Description of the task -> Although the data below holds other lines too, output only those from the line with "Target: white ceiling" up to and including the line with "of the decorative", exactly as they appear.

Given records ->
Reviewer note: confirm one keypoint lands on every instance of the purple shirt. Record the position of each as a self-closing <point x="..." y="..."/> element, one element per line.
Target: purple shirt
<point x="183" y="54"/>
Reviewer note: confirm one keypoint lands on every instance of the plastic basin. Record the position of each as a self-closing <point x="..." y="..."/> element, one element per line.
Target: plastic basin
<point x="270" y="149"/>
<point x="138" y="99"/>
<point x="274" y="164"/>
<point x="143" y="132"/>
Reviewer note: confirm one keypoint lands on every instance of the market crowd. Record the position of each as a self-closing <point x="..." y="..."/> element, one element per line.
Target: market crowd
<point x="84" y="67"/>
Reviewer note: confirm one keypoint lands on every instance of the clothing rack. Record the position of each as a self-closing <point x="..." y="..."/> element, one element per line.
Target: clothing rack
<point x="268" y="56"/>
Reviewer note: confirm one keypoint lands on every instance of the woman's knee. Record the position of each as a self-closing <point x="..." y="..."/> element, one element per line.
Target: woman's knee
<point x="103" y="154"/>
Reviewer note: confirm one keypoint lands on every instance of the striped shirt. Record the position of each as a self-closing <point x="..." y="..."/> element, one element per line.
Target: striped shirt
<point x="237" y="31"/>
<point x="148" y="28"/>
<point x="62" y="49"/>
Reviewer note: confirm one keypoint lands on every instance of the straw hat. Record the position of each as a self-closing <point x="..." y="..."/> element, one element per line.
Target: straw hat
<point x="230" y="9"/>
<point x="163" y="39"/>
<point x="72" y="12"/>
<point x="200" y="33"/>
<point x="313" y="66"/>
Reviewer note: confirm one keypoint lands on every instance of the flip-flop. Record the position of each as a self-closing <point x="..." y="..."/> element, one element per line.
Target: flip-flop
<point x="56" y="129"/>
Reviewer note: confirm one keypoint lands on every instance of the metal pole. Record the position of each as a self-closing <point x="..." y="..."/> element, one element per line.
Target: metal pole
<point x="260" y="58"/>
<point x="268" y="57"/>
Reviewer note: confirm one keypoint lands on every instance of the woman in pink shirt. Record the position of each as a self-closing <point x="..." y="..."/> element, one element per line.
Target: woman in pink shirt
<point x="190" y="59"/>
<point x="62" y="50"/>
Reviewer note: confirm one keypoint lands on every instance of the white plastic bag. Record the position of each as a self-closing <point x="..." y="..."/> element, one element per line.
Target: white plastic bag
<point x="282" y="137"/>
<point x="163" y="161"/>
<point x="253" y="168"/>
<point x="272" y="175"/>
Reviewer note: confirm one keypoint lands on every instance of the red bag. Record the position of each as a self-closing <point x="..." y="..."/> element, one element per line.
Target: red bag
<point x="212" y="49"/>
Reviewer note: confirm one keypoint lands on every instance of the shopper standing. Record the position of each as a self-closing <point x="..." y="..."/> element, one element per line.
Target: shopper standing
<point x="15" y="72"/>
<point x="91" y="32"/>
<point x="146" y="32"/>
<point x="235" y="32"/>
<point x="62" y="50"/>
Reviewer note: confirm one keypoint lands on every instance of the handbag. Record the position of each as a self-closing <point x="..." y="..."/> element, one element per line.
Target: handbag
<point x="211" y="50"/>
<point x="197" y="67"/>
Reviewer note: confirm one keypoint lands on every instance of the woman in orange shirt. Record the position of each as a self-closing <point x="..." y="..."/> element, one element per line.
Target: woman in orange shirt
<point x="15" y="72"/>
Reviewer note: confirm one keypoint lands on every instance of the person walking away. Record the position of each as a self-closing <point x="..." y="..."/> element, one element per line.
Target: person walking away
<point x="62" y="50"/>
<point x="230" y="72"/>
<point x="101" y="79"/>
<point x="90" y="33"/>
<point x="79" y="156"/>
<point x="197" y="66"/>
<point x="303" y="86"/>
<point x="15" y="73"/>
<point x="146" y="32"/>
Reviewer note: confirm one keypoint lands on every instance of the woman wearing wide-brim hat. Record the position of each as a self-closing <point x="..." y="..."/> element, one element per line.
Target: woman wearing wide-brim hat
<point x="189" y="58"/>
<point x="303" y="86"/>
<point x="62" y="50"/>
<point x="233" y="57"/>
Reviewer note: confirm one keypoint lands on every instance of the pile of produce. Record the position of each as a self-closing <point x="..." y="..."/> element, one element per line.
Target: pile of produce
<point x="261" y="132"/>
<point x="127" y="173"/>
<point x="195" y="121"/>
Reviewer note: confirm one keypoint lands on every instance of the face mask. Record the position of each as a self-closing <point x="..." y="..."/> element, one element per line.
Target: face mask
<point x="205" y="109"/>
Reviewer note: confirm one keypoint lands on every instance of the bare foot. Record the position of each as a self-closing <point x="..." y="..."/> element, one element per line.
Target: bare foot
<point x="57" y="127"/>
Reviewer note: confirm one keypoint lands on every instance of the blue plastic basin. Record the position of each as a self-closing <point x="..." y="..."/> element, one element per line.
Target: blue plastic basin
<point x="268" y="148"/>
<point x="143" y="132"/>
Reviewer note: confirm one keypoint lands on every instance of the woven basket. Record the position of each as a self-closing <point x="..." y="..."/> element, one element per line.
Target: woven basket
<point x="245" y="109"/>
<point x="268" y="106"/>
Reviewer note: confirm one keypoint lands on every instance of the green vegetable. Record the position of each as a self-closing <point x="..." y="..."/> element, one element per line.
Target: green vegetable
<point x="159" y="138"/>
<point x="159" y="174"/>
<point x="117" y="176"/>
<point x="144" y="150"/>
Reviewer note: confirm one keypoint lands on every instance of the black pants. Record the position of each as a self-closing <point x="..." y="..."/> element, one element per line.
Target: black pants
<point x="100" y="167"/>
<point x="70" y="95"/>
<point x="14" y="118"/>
---
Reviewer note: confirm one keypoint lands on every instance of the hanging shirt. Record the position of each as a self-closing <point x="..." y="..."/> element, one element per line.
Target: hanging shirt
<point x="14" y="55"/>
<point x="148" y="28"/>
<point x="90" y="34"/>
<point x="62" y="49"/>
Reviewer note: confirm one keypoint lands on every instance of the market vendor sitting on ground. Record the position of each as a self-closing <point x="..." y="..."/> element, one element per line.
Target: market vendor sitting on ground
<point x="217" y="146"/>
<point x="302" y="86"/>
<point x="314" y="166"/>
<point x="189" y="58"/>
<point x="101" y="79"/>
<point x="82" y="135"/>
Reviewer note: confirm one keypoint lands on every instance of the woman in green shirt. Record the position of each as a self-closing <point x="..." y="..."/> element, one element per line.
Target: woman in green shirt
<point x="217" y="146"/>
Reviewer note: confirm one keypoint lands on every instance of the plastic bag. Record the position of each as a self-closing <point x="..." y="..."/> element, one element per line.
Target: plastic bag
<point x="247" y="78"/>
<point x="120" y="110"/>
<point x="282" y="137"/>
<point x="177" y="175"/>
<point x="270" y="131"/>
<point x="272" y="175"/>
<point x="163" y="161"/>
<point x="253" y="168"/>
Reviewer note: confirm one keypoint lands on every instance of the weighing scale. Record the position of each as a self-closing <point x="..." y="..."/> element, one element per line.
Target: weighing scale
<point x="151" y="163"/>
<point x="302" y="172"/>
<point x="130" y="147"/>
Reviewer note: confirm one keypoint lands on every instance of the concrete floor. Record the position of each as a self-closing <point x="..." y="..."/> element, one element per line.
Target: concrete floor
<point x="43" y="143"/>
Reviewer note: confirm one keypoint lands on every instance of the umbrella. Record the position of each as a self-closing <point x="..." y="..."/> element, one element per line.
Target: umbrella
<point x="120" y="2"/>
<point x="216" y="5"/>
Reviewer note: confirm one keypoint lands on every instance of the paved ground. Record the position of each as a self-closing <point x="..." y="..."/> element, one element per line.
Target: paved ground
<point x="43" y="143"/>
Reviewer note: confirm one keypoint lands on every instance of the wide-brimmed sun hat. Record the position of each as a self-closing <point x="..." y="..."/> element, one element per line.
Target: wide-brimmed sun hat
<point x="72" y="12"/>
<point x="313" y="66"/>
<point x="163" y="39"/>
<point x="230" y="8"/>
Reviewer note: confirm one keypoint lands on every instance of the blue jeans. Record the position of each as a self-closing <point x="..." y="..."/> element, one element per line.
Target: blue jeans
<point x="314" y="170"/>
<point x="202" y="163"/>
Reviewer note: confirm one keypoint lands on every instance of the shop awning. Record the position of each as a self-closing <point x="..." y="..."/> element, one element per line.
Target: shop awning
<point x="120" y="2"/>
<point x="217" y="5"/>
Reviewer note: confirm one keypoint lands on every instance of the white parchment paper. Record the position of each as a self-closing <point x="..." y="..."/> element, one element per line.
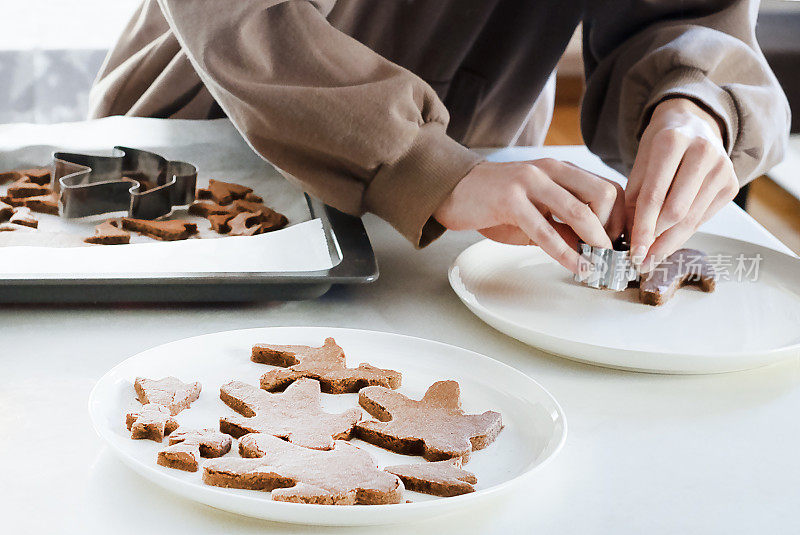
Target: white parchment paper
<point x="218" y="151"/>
==
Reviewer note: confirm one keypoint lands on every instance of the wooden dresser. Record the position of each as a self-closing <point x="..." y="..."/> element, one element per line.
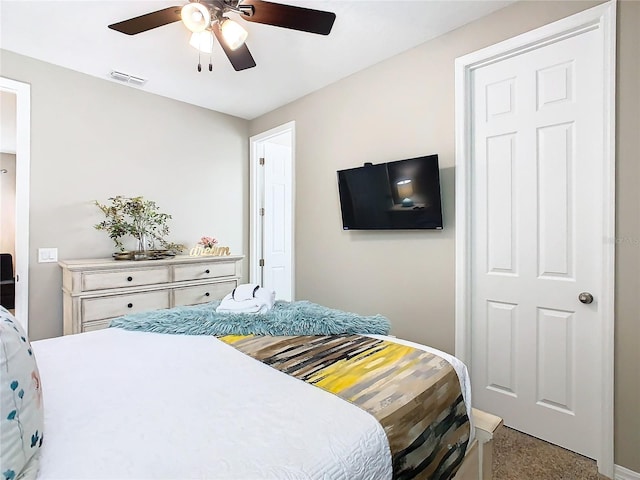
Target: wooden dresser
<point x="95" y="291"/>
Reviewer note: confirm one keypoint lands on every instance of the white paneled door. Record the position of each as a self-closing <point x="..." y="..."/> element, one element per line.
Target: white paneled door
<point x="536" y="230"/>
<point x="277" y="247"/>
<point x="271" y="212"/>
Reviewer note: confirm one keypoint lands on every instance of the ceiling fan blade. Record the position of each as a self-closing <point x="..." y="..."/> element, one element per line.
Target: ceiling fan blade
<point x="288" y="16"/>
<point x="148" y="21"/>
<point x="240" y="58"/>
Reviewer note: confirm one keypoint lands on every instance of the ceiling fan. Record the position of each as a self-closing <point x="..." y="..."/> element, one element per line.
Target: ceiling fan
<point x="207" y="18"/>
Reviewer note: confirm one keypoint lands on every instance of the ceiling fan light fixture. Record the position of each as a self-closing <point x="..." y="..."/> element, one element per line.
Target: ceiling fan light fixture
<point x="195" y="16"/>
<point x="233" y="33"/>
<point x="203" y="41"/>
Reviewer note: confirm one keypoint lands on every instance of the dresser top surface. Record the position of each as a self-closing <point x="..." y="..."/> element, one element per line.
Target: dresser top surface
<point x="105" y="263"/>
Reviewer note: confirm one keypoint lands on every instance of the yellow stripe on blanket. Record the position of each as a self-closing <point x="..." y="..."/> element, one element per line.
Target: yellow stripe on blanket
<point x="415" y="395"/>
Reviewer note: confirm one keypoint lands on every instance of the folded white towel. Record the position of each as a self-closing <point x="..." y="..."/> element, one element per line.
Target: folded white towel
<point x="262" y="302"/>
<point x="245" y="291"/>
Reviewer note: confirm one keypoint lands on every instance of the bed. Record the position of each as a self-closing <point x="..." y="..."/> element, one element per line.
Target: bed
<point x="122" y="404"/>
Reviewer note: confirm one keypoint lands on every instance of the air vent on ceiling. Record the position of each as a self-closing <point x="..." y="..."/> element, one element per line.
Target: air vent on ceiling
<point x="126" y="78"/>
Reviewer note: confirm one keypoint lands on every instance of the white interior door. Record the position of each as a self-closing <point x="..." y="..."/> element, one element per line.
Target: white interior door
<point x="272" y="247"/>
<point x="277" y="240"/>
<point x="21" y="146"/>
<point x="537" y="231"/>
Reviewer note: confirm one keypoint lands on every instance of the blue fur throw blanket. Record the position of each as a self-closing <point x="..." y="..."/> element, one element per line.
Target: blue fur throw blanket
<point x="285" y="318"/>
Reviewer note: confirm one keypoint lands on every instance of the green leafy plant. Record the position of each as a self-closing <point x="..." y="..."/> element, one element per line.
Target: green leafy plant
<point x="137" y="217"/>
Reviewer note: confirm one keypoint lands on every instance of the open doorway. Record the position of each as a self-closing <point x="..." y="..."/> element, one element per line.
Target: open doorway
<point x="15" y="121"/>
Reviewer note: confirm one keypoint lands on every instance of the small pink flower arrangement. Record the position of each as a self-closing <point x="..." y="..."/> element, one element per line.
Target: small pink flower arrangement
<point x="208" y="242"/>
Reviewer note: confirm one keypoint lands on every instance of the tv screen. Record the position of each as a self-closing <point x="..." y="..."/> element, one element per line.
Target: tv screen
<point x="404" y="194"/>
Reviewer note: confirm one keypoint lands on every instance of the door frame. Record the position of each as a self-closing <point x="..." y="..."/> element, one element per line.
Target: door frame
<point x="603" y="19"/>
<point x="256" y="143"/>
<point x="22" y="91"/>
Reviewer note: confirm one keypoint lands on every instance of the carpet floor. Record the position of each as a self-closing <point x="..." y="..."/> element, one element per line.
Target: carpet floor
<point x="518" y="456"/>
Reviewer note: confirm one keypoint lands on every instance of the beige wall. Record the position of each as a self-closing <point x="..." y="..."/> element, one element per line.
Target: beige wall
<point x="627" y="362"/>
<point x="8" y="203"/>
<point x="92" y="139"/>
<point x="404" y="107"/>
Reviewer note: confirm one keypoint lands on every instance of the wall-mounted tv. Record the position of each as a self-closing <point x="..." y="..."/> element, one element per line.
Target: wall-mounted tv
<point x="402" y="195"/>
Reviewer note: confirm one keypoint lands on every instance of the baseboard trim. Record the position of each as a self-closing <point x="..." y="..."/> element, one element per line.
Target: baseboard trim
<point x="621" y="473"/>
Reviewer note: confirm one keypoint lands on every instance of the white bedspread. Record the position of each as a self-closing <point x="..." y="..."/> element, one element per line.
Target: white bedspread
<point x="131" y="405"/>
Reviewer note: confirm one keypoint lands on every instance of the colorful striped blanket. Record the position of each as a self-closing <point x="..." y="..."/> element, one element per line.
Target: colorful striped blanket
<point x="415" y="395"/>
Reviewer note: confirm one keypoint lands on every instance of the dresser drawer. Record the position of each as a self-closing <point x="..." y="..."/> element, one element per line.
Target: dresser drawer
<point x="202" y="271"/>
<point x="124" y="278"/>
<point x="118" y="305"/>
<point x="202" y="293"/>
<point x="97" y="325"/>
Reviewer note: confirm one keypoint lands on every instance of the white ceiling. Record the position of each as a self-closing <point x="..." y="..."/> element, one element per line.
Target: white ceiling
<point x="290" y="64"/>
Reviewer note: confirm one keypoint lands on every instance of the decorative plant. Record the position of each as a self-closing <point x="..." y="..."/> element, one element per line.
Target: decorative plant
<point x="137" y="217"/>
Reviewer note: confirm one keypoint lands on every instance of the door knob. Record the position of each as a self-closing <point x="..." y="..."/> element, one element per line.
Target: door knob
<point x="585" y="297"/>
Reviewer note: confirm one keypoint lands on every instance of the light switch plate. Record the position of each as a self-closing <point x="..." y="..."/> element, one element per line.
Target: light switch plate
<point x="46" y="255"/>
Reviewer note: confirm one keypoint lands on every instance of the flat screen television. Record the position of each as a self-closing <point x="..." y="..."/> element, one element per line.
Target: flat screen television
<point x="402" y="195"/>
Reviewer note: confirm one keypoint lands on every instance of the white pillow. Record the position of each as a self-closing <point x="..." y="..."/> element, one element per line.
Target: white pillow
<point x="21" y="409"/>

Written answer ->
Target: white ceiling
<point x="290" y="64"/>
Reviewer note: confirm one keypoint lands on every instance of the decorative plant. Record the position of each as a self-closing <point x="..." y="..."/> element, one element per line.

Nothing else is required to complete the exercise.